- [Data supplied]:
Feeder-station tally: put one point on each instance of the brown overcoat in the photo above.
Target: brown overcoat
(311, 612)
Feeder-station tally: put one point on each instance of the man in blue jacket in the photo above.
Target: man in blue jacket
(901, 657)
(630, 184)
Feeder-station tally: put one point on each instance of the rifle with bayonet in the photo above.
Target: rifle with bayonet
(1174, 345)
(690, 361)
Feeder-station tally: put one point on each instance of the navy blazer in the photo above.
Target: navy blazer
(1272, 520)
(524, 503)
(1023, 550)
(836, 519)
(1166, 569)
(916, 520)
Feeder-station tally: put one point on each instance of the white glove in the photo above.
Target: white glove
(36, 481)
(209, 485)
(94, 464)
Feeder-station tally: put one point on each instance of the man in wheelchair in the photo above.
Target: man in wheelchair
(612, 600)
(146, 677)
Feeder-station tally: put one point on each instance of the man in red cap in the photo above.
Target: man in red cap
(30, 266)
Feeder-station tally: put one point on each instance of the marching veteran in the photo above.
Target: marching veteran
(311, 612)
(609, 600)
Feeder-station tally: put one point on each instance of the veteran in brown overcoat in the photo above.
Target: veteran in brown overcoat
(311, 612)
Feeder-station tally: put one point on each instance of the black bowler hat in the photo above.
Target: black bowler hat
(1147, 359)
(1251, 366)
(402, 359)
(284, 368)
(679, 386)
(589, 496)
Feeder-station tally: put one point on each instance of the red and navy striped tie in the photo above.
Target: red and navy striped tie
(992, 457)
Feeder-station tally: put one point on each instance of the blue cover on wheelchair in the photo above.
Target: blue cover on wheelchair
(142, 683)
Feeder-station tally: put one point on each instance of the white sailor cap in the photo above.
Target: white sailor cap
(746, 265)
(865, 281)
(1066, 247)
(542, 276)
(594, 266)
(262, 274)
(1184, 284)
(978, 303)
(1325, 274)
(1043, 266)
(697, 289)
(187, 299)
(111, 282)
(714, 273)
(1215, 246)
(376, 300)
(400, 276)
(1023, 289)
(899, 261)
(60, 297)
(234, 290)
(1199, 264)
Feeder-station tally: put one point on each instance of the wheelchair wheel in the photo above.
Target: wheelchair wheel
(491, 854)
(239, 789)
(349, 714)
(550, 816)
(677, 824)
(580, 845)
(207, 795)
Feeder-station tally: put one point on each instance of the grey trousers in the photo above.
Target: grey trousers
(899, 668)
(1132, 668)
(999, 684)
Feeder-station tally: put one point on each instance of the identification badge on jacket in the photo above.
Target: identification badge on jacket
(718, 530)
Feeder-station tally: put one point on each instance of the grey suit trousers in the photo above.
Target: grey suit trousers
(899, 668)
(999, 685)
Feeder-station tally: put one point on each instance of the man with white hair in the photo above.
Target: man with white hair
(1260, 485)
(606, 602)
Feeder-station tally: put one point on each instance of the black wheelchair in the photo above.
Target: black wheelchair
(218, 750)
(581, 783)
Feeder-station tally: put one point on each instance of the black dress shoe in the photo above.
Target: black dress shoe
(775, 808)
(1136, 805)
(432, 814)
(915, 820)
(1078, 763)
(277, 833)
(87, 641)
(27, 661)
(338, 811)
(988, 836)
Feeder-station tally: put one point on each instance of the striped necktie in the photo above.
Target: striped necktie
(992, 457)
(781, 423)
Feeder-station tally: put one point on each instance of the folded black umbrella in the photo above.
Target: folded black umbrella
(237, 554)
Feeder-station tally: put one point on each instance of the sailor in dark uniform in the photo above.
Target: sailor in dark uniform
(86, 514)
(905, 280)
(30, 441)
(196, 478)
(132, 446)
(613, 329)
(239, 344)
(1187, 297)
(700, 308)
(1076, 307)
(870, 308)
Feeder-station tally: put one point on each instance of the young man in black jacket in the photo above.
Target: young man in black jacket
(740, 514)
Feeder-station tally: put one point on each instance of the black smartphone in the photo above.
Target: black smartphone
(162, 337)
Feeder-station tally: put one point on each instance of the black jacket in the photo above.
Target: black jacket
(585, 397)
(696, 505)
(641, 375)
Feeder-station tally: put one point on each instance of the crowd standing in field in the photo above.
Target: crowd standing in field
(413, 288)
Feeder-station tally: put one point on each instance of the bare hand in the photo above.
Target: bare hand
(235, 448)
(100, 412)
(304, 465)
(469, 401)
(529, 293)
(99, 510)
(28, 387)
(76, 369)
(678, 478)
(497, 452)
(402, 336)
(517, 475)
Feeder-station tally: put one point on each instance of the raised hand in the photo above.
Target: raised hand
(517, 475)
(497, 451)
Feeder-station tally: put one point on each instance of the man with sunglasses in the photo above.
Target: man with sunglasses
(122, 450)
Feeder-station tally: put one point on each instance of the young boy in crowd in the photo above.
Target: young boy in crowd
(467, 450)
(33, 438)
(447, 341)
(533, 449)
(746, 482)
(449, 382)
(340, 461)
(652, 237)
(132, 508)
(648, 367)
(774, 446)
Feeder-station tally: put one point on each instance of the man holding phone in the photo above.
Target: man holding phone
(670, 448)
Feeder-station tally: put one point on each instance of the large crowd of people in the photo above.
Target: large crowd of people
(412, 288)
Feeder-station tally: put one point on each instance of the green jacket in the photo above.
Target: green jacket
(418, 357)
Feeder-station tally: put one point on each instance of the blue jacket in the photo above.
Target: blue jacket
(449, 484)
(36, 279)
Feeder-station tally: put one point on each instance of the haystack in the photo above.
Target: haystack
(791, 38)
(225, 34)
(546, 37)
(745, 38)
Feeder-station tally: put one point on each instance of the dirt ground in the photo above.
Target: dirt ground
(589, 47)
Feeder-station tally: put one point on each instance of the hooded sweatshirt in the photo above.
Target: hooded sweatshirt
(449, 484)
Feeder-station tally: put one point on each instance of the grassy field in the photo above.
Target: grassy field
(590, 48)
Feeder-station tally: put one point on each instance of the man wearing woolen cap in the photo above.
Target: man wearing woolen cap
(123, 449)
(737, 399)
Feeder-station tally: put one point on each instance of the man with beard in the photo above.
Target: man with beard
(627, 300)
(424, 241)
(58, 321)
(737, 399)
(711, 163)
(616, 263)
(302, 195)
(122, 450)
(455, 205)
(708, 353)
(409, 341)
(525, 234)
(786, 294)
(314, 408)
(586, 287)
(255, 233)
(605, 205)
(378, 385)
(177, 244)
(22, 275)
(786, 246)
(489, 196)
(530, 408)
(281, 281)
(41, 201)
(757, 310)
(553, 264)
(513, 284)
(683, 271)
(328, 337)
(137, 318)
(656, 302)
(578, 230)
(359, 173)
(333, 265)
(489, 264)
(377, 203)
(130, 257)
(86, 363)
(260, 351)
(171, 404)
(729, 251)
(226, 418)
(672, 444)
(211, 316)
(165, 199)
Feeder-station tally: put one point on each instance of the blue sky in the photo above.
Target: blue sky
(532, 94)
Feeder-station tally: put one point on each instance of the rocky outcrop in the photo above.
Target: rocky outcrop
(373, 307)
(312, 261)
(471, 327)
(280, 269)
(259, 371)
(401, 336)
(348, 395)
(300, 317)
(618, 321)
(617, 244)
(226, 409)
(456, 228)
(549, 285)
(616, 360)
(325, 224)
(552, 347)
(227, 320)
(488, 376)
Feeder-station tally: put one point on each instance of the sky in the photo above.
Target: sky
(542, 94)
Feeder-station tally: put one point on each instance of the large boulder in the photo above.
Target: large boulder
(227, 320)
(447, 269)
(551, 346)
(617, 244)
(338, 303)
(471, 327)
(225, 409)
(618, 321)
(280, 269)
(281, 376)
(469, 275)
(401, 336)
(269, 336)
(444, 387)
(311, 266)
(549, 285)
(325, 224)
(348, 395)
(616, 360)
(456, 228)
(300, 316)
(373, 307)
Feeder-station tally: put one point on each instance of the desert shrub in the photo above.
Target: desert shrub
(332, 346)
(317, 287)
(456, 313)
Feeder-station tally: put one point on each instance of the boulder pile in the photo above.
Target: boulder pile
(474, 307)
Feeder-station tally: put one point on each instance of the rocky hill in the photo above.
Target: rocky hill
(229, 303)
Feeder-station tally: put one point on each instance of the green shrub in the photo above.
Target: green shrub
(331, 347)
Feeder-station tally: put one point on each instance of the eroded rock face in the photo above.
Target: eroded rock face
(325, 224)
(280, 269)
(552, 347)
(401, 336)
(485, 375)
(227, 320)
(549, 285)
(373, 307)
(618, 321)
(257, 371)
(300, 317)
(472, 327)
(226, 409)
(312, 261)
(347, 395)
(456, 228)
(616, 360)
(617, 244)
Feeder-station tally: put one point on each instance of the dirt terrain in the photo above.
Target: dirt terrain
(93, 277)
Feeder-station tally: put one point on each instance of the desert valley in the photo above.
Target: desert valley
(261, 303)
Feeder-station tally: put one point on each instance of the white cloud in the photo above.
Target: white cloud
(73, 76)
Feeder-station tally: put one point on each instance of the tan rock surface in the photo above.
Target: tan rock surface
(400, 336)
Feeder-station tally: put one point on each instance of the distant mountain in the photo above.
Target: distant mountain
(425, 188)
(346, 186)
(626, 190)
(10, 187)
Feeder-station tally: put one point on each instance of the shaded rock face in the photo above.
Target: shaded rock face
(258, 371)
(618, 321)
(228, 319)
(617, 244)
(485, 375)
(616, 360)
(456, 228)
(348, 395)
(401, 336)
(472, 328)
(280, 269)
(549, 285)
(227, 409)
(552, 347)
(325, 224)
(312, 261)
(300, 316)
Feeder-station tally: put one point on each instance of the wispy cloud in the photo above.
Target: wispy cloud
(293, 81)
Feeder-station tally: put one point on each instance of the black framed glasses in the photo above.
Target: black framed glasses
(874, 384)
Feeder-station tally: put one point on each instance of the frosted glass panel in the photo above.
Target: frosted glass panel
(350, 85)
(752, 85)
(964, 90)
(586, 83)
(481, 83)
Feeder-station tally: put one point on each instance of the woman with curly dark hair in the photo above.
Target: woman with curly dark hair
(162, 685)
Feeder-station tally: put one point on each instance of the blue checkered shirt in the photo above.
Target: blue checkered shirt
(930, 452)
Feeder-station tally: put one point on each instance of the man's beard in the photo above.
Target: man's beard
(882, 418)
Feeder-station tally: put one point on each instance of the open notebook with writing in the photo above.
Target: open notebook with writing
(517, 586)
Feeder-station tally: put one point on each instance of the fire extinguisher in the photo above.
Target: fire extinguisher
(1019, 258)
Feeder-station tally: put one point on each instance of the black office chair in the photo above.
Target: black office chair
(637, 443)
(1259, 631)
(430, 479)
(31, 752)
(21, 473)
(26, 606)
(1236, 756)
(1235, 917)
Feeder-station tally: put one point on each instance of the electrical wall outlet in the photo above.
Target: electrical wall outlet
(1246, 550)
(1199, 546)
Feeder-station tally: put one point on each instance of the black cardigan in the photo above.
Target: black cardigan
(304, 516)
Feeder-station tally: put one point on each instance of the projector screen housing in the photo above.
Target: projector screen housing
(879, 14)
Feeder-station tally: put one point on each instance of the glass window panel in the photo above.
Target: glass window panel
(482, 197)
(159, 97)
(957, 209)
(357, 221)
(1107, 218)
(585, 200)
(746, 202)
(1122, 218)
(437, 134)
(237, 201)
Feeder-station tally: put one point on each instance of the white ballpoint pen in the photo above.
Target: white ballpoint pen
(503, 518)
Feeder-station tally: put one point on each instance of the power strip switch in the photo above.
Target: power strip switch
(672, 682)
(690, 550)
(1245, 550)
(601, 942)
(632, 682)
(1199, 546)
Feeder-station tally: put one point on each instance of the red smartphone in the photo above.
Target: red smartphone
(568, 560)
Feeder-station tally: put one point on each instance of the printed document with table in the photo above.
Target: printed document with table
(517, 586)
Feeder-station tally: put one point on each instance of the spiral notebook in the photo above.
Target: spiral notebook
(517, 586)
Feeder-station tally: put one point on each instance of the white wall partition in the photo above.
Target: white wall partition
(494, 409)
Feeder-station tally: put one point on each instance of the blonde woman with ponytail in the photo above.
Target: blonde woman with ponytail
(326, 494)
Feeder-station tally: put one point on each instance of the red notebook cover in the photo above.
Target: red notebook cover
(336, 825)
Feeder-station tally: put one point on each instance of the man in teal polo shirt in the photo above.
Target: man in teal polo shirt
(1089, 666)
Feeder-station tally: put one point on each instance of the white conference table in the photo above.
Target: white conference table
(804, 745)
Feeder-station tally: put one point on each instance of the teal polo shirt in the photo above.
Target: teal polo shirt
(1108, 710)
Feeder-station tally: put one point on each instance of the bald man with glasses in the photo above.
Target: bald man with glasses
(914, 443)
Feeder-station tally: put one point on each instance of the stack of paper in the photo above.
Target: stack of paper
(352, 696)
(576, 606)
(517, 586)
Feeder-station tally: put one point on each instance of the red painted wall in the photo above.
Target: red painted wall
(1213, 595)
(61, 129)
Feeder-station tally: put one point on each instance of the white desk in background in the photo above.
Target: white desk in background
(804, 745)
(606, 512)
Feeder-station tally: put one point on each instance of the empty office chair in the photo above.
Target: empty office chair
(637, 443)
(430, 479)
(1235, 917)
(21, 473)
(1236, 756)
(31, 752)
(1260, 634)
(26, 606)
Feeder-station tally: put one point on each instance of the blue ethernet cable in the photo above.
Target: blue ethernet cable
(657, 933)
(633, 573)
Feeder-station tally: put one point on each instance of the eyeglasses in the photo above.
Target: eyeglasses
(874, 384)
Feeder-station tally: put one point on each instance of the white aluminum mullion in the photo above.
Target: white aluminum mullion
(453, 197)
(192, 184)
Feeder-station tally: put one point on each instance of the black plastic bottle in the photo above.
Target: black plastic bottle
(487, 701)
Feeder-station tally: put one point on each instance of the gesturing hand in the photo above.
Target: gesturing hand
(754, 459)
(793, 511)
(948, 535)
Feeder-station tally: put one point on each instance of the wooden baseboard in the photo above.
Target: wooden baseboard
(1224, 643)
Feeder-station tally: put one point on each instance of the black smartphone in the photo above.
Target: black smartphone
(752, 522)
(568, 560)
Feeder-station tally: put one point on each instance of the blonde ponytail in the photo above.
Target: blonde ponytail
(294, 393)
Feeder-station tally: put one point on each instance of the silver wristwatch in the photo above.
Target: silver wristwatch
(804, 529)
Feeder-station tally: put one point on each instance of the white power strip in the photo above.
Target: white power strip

- [Given task]: Turn the entries from the line with "bottle in the photo above." up to and including the line with "(1224, 643)" into a two-column CSV with the header text,answer. Give one row per entry, put its text and its answer each in a single quoted field, and replace any line breaks with spaces.

- [Result of this task]:
text,answer
"Feeder-station tally: put one point on each instance of the black plastic bottle in the photo above. Target: black plastic bottle","(487, 701)"
"Feeder-station tally: put one point on each instance of the gesturing hand in the photo above. Target: gesturing hand","(754, 459) (793, 511) (948, 535)"
"Feeder-station tally: put one point on each instance of the wooden baseboard in the photo above. Target: wooden baseboard","(1224, 643)"